-- Required work --
Return every line of the records below that contains the word "spruce".

-- Records provided --

※

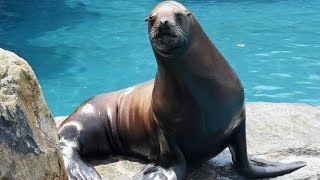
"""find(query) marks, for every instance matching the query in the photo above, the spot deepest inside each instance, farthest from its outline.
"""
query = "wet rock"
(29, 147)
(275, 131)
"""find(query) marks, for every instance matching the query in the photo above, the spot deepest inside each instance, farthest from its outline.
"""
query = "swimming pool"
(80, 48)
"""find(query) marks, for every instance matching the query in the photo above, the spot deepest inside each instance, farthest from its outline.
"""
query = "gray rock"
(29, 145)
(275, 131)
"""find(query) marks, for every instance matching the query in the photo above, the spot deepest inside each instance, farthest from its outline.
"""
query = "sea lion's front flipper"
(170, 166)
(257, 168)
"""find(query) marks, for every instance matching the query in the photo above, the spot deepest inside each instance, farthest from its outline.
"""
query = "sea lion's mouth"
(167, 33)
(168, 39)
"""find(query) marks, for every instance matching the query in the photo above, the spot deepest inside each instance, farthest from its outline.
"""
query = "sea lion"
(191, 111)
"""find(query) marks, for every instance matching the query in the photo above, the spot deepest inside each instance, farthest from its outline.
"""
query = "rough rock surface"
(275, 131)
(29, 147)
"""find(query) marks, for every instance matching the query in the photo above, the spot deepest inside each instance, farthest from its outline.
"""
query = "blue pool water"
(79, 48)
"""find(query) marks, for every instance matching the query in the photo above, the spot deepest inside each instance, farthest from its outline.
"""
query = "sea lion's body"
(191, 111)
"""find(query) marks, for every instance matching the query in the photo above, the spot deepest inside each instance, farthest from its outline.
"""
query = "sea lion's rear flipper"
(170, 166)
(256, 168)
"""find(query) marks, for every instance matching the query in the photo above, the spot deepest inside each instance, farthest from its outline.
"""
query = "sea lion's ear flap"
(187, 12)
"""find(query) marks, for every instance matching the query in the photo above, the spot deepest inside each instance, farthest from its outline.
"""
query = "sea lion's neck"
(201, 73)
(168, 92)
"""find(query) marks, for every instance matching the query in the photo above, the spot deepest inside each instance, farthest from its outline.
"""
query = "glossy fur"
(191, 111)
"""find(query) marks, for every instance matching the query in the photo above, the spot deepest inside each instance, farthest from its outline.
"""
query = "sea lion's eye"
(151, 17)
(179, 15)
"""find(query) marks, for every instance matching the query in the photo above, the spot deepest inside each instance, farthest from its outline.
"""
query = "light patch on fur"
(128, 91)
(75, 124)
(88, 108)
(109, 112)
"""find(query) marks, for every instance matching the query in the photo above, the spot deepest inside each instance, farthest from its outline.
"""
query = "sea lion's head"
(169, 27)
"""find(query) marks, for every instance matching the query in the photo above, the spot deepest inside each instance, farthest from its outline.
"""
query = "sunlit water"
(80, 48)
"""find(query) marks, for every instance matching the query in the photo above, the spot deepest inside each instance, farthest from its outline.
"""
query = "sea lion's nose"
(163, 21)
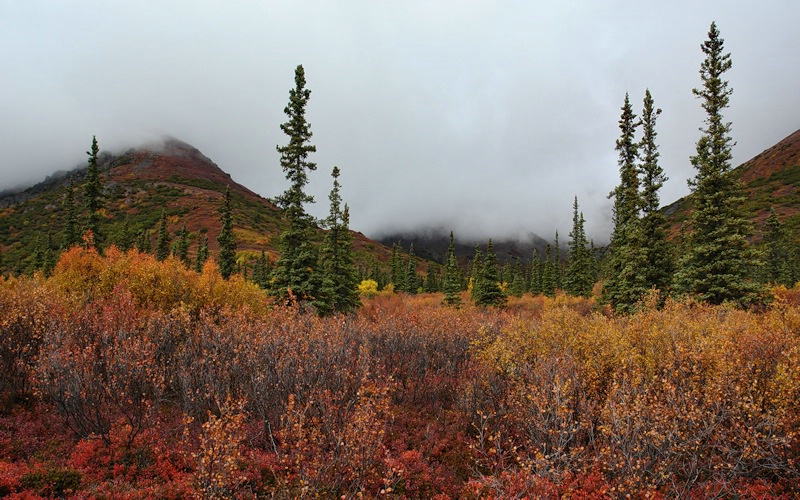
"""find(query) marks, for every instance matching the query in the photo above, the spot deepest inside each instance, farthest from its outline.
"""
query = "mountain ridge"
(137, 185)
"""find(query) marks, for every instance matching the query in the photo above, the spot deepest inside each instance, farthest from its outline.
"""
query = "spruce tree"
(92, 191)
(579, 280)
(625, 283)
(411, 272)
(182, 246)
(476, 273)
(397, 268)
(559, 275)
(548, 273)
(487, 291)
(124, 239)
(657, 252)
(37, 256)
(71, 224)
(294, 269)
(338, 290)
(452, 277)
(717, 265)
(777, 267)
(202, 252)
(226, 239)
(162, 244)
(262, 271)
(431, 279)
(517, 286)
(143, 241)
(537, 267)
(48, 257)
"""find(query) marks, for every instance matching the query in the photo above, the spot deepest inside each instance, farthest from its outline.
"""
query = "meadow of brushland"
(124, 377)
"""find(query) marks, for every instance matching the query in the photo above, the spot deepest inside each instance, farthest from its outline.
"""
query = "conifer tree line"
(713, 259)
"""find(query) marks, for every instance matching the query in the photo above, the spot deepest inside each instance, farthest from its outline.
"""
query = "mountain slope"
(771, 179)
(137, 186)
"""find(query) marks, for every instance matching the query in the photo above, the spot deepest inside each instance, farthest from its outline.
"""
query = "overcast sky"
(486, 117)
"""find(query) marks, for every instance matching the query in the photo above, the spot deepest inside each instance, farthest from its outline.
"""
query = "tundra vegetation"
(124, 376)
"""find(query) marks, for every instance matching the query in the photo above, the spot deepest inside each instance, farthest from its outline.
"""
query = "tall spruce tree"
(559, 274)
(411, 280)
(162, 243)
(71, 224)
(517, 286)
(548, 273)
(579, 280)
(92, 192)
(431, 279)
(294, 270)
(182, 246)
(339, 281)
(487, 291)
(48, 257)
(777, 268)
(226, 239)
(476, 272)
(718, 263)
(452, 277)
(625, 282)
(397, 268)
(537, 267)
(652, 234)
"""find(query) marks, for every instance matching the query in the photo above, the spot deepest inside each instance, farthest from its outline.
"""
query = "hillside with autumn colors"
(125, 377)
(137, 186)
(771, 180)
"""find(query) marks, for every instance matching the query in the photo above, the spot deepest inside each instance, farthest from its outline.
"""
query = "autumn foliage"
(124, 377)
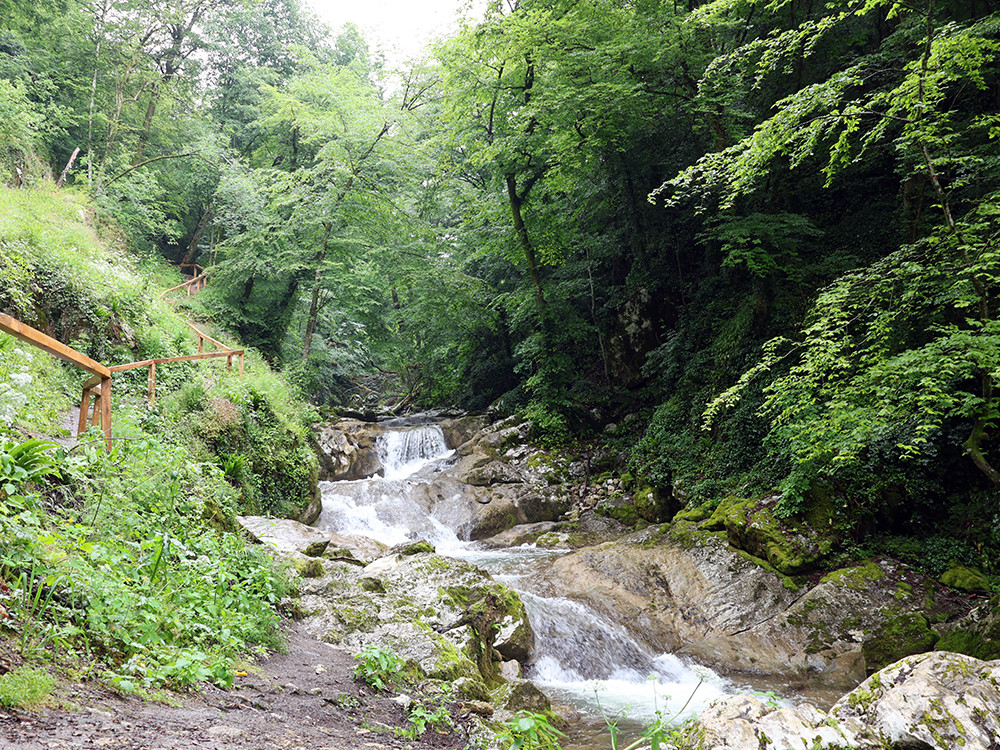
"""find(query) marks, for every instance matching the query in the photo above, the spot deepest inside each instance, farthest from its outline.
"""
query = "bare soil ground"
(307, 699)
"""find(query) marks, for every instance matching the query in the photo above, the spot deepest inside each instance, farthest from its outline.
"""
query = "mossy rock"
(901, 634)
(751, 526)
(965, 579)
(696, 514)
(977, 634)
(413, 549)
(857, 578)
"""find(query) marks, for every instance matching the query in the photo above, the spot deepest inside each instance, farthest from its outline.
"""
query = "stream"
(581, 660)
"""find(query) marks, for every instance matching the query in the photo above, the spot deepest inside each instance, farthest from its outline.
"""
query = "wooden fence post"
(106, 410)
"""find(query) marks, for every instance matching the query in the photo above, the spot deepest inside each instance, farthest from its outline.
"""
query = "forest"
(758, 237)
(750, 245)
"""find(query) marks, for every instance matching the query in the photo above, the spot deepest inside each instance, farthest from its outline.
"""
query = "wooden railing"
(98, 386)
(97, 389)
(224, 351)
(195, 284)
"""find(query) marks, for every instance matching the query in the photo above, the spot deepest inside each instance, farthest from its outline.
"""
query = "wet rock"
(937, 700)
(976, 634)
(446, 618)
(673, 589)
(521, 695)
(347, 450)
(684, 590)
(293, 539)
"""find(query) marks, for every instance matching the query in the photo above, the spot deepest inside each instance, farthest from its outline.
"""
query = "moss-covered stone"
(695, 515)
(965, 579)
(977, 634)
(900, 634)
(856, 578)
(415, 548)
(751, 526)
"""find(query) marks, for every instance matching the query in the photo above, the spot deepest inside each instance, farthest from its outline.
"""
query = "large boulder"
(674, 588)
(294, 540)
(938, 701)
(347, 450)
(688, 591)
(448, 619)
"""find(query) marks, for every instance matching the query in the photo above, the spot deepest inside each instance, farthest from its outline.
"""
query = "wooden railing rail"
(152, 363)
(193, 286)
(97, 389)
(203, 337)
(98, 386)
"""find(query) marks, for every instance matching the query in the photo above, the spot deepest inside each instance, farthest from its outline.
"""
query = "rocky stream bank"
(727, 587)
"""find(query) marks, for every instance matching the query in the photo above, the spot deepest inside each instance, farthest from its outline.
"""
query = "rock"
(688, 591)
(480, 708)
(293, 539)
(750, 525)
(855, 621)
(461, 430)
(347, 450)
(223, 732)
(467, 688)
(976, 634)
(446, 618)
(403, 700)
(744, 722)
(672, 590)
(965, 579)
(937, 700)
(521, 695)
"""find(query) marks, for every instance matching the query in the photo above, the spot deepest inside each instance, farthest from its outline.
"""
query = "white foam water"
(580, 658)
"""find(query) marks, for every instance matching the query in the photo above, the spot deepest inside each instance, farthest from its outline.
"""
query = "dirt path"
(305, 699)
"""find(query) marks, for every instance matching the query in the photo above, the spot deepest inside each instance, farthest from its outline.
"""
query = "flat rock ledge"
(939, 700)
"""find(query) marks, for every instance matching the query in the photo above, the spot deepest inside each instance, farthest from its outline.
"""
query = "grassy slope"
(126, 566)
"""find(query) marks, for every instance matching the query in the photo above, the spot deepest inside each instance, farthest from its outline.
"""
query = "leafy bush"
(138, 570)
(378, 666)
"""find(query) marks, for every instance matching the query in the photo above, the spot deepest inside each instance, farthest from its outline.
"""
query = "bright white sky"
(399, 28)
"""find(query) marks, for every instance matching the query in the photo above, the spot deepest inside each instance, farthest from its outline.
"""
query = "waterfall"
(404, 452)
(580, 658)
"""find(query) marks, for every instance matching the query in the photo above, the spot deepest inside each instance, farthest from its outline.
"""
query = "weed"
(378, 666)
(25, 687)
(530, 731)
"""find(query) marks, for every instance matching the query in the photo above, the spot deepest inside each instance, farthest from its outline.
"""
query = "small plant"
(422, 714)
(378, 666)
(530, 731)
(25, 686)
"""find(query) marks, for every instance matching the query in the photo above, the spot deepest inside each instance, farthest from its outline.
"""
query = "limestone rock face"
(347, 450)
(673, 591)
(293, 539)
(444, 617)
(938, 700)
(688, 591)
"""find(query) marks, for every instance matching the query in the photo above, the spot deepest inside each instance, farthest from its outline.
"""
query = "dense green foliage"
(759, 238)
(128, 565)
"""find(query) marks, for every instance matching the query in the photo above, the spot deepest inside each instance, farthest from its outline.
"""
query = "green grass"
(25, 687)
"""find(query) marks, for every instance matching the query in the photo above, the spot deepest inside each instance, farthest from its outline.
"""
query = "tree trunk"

※

-- Output --
query = "spruce tree"
query = "tall spruce tree"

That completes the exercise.